__AUFGABE__
Gib alle folgenden Datensätze noch einmal wieder und ersetze dabei „integer pixels“ durch „whole-number pixels“, ohne sonst etwas zu ändern. Die Bilder sollen in deiner Antwort nicht vorkommen.

__GESPEICHERTE DATENSÄTZE__
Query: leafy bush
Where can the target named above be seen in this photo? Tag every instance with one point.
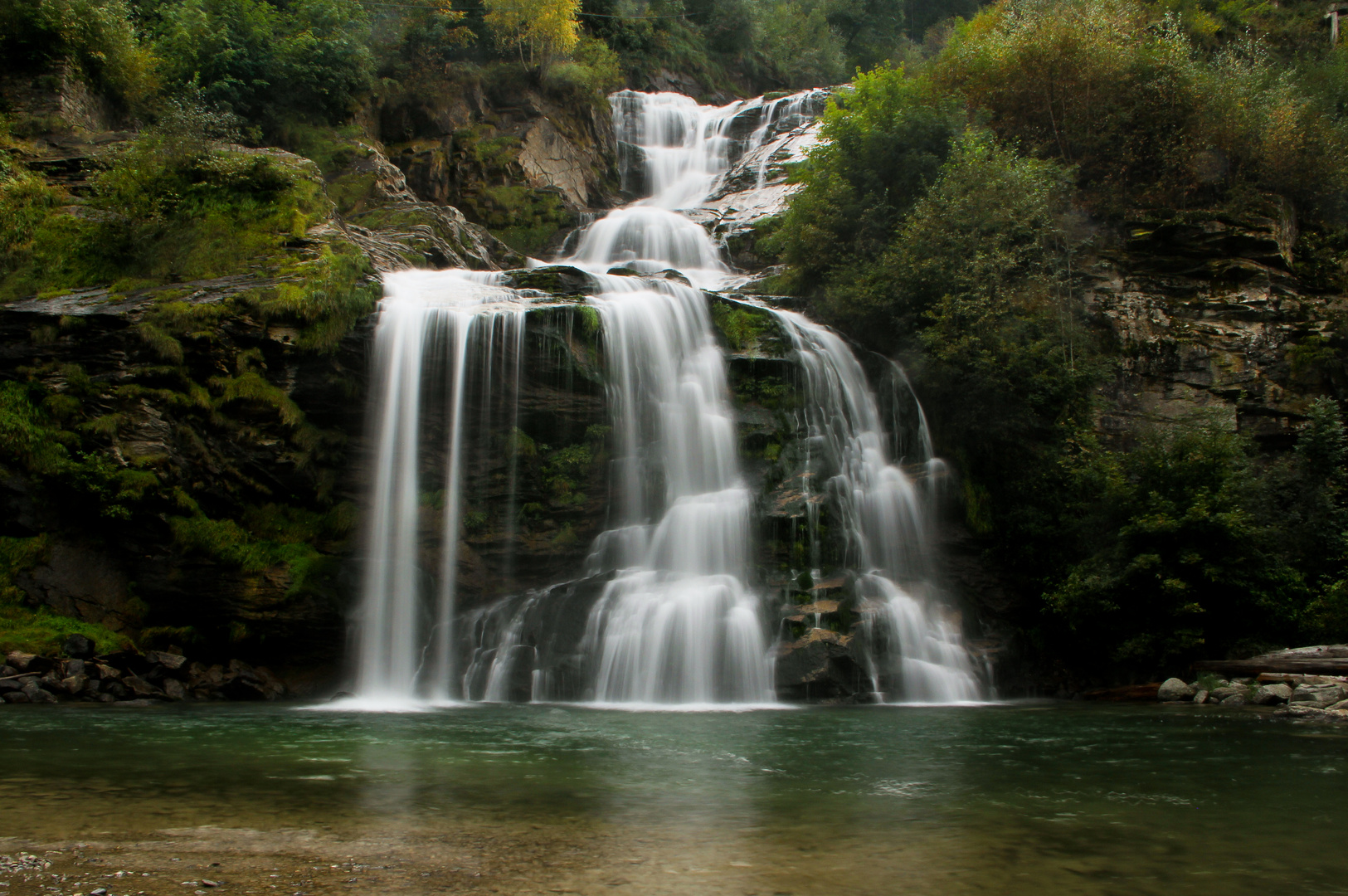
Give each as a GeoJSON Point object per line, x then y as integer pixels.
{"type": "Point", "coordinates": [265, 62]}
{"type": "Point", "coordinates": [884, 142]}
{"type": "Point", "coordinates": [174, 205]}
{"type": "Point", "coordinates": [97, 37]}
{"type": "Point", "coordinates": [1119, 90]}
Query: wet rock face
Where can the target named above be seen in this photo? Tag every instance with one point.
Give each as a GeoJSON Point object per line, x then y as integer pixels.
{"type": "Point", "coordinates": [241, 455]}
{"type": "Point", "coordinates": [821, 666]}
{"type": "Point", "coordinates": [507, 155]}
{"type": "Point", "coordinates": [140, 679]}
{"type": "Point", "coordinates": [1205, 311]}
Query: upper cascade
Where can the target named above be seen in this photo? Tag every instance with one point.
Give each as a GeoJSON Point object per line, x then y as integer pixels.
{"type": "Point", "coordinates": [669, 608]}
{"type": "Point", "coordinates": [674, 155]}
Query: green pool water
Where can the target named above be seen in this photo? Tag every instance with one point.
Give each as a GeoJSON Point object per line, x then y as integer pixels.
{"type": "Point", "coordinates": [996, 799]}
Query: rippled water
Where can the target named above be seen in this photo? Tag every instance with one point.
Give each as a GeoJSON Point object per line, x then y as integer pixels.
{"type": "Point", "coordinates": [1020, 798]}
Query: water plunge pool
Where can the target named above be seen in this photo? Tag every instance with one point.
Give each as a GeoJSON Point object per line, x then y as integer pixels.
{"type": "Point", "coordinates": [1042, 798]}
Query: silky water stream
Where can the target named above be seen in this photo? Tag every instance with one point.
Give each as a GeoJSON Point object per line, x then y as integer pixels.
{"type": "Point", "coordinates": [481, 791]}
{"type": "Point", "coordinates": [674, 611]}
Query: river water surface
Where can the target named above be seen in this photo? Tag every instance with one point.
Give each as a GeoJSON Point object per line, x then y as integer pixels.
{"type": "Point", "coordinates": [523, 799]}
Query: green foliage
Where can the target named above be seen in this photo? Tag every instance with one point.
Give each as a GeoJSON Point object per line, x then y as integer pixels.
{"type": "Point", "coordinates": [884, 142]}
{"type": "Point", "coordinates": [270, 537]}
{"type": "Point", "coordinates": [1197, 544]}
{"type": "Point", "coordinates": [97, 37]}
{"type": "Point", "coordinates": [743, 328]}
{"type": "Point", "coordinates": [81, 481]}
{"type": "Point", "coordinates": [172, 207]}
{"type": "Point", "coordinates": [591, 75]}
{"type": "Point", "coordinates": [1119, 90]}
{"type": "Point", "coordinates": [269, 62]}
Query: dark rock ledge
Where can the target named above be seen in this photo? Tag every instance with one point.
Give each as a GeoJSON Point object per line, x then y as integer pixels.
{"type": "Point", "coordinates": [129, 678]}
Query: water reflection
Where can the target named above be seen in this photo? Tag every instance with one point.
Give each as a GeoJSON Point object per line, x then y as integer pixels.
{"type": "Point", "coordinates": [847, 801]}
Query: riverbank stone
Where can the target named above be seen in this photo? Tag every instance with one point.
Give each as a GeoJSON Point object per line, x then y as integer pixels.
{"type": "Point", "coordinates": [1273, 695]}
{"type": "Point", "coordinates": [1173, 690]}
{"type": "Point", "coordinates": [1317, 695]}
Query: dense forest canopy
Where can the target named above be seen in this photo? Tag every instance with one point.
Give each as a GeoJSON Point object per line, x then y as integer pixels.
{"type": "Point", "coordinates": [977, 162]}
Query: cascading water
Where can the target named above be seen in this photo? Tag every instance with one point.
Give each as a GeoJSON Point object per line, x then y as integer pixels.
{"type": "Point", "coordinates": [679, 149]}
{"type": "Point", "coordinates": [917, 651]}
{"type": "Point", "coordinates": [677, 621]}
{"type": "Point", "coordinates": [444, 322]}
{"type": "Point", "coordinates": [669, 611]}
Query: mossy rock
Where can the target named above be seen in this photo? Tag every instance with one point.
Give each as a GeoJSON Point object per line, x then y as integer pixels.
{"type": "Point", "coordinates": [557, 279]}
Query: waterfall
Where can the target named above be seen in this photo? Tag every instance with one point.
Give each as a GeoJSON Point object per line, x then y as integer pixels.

__ANTWORT__
Query: leafy bush
Where can the target named above be seen in this photo? Tag every instance with one point.
Give each as a GeoJSON Point object per line, x then y as whole-number pixels.
{"type": "Point", "coordinates": [265, 62]}
{"type": "Point", "coordinates": [884, 142]}
{"type": "Point", "coordinates": [174, 205]}
{"type": "Point", "coordinates": [97, 37]}
{"type": "Point", "coordinates": [1119, 90]}
Query: wet rock face
Where can the target named above be seen in this photo? Tag every instance with one point.
Give each as a GeoJSON Point object per line, x then y as whole-number pixels.
{"type": "Point", "coordinates": [241, 455]}
{"type": "Point", "coordinates": [821, 666]}
{"type": "Point", "coordinates": [507, 155]}
{"type": "Point", "coordinates": [140, 679]}
{"type": "Point", "coordinates": [1205, 311]}
Query: upper cascade
Where can the target named above be seen in this photo? Tag every instance with one point.
Give each as a GeoJSON Point object per line, x then y as whole-number pixels.
{"type": "Point", "coordinates": [669, 608]}
{"type": "Point", "coordinates": [674, 155]}
Query: green pool water
Where can the target named above be seen in this photo? Tag every instance with one point.
Give each as a GeoJSON Point object per line, x then y as whole-number pixels.
{"type": "Point", "coordinates": [996, 799]}
Query: rippled water
Where can the target named above be seen in this photo? Tag every instance with one point.
Give each as a GeoJSON Point object per line, x then y as whole-number pixels.
{"type": "Point", "coordinates": [1020, 798]}
Query: water plunge pool
Where can the target named above be seen in this photo? Tag every instance with one point.
Give each as a GeoJSON Point object per line, x then y as whole-number pixels.
{"type": "Point", "coordinates": [1042, 798]}
Query: silky water stream
Where can the target named above be seen in this photo? Tag every instance with one point.
Give each as a GeoJSON Point object per line, x then y as whole-number pixels.
{"type": "Point", "coordinates": [481, 791]}
{"type": "Point", "coordinates": [674, 611]}
Query: river water surface
Where can the target named above be seen in this photo? Tag every instance with one point.
Give each as a GeoJSON Point object per line, x then y as whole-number pixels.
{"type": "Point", "coordinates": [523, 799]}
Query: green foliage
Where can the target named above be seen in this photo? Tag every instance with one point.
Give each as a GeoJSON Point object per line, x then y as whole-number pixels.
{"type": "Point", "coordinates": [884, 142]}
{"type": "Point", "coordinates": [270, 537]}
{"type": "Point", "coordinates": [1197, 544]}
{"type": "Point", "coordinates": [97, 37]}
{"type": "Point", "coordinates": [743, 328]}
{"type": "Point", "coordinates": [81, 481]}
{"type": "Point", "coordinates": [172, 207]}
{"type": "Point", "coordinates": [591, 75]}
{"type": "Point", "coordinates": [1119, 90]}
{"type": "Point", "coordinates": [269, 62]}
Query: dark rock ledge
Where can the target named above be seen in this photo? Tag every instance with one point.
Give each as a GeoJSON Point object per line, x then y as whole-number pixels.
{"type": "Point", "coordinates": [129, 678]}
Query: water reflection
Where can the target named above be seen in this photo? Tag every instance with one point.
Give each as a GeoJSON Point object per line, x then y as whole-number pixels.
{"type": "Point", "coordinates": [847, 801]}
Query: riverbank stone
Where can the target named above be seen in this photo? Tag every instance with one point.
Give each as a GeoJSON Point object per line, x then y as whole-number pixels.
{"type": "Point", "coordinates": [1273, 695]}
{"type": "Point", "coordinates": [1173, 690]}
{"type": "Point", "coordinates": [1317, 695]}
Query: dense forest canopy
Where can the target named above be seen in this photo? Tag every instance with one point.
Give each as a GeoJSON Point object per line, x then y as whole-number pixels.
{"type": "Point", "coordinates": [977, 162]}
Query: cascading water
Where can the target named above be seen in this photo? Tag every instance with one point.
Give each as a GeoJSON Point object per line, x then y as whole-number pixels.
{"type": "Point", "coordinates": [679, 149]}
{"type": "Point", "coordinates": [917, 651]}
{"type": "Point", "coordinates": [677, 621]}
{"type": "Point", "coordinates": [444, 322]}
{"type": "Point", "coordinates": [669, 611]}
Query: mossy rock
Where can the target named above be seen in this photo? Tag every instance with one point.
Give each as a GeoJSON Point object per line, x then y as whole-number pixels.
{"type": "Point", "coordinates": [557, 279]}
Query: waterfall
Where can the target named above be seen in this photo? Tag every instance with one point.
Give each as a GeoJSON Point object per line, x then y as whole-number pixels.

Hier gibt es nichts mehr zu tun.